[Records contained in a dataset]

•••

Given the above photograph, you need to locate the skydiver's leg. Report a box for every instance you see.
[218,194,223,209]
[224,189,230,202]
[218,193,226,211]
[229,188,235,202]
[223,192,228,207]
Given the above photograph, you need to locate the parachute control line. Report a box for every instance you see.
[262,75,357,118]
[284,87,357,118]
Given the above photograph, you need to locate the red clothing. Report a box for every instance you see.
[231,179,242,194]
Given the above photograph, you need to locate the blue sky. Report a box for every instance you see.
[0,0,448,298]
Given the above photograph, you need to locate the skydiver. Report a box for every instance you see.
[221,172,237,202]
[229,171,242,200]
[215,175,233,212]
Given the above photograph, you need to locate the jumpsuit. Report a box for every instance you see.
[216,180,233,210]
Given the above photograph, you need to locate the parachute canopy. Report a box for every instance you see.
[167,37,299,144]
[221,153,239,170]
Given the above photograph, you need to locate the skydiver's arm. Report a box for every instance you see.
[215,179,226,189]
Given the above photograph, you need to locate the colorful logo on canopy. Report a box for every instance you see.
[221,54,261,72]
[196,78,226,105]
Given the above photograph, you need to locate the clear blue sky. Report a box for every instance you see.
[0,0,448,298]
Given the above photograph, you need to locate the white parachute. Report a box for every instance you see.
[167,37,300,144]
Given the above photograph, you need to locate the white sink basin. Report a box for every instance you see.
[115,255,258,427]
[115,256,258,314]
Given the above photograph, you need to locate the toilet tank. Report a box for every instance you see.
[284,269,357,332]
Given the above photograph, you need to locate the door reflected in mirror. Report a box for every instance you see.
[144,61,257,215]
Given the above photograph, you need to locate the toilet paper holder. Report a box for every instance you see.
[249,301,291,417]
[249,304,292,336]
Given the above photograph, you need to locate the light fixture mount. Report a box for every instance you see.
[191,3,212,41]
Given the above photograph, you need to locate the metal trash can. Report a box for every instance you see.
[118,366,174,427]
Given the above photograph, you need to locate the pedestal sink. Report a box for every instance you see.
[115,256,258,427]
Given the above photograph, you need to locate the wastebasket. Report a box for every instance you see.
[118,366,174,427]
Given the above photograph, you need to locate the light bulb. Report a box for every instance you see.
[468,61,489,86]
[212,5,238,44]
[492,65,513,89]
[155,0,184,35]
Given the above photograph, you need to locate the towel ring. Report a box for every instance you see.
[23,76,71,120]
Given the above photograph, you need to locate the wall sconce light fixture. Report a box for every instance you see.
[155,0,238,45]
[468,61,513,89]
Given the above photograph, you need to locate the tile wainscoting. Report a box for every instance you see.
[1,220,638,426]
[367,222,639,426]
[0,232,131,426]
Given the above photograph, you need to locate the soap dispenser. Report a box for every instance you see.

•••

WHAT YOU SHOULD DO: After reading the records above, transcribe them verbatim.

ANSWER BOX:
Given the above photograph, you need to locate the skydiver's leg. Report a box for every instance you see.
[218,194,223,209]
[224,189,230,202]
[218,193,226,211]
[229,188,235,202]
[223,192,228,207]
Given the above photograph, you need to locate the parachute control line. Report a box for every instance you see.
[262,75,357,118]
[284,87,357,118]
Given the above photograph, you need to locate the red clothing. Report a box for every instance you see.
[231,179,242,194]
Given the above photograph, you need to locate the blue sky. Report a box for every instance you see.
[0,0,448,298]
Given the above photograph, you need to locate the skydiver. Report a box for every instance you see.
[221,172,237,202]
[229,171,242,200]
[215,175,233,212]
Given the above photograph, you need to locate the jumpsuit. Report a box for every instance you see.
[216,180,233,210]
Given the above photograph, you need to locate the parachute canopy. Report a box for every instance you see.
[167,37,299,144]
[221,153,239,170]
Given the above photograph, you need to locate the skydiver's arm. Report a box for every instance you see.
[215,179,226,189]
Given the above photograph, you need to locate the colorful logo on canopy. Report a box for every instance you see.
[221,54,261,72]
[196,78,226,105]
Given the above photograph, you need to locate the clear blue sky. Report a box for every instance you see.
[0,0,448,298]
Given the above photograph, you need to locate the white parachute. Report a box for every instance you see.
[167,37,300,144]
Given the above photograph, you need to locate the white sink basin. Report a box for every instance you see.
[115,255,258,427]
[115,256,258,314]
Given the above photograph, you need to locate the toilet tank. Report a box for every instance you see.
[284,269,357,332]
Given the above photograph, you need to locate the door reflected in mirror. Report a box for every instance you see.
[144,61,257,215]
Given the above photograph, you need to locate the toilet paper holder. Report a box for every instance you see.
[249,301,291,417]
[249,304,292,336]
Given the above photograph, you need to locate the light fixture mount. Report a box for every instance you see.
[191,3,212,41]
Given the above photograph, you need to locate the metal trash can. Report a box for every instance you see.
[118,366,174,427]
Given the above photograph, you need to locate the pedestal sink. Report a box for every instance you see.
[115,256,258,427]
Given the above photograph, you need to locate the wastebasket. Report a box for every instance you see.
[118,366,174,427]
Given the above photograph, you need to locate the light bulb. Report a box for every instance you see.
[468,61,489,86]
[212,5,238,44]
[492,65,513,89]
[155,0,184,35]
Given the above photograph, you need to locate the towel ring. Report a box for every instance you see.
[23,76,71,120]
Given the above photograph, you need to locate the wall sconce light fixture. Report a box for every instance you see.
[155,0,238,45]
[468,61,513,89]
Given the above photograph, you need to locate the tile wainscoting. Report a box for every instance you see.
[1,220,638,426]
[367,222,639,426]
[0,232,131,426]
Given the above photograph, you need to locate the soap dispenser. Report a box for every instance you see.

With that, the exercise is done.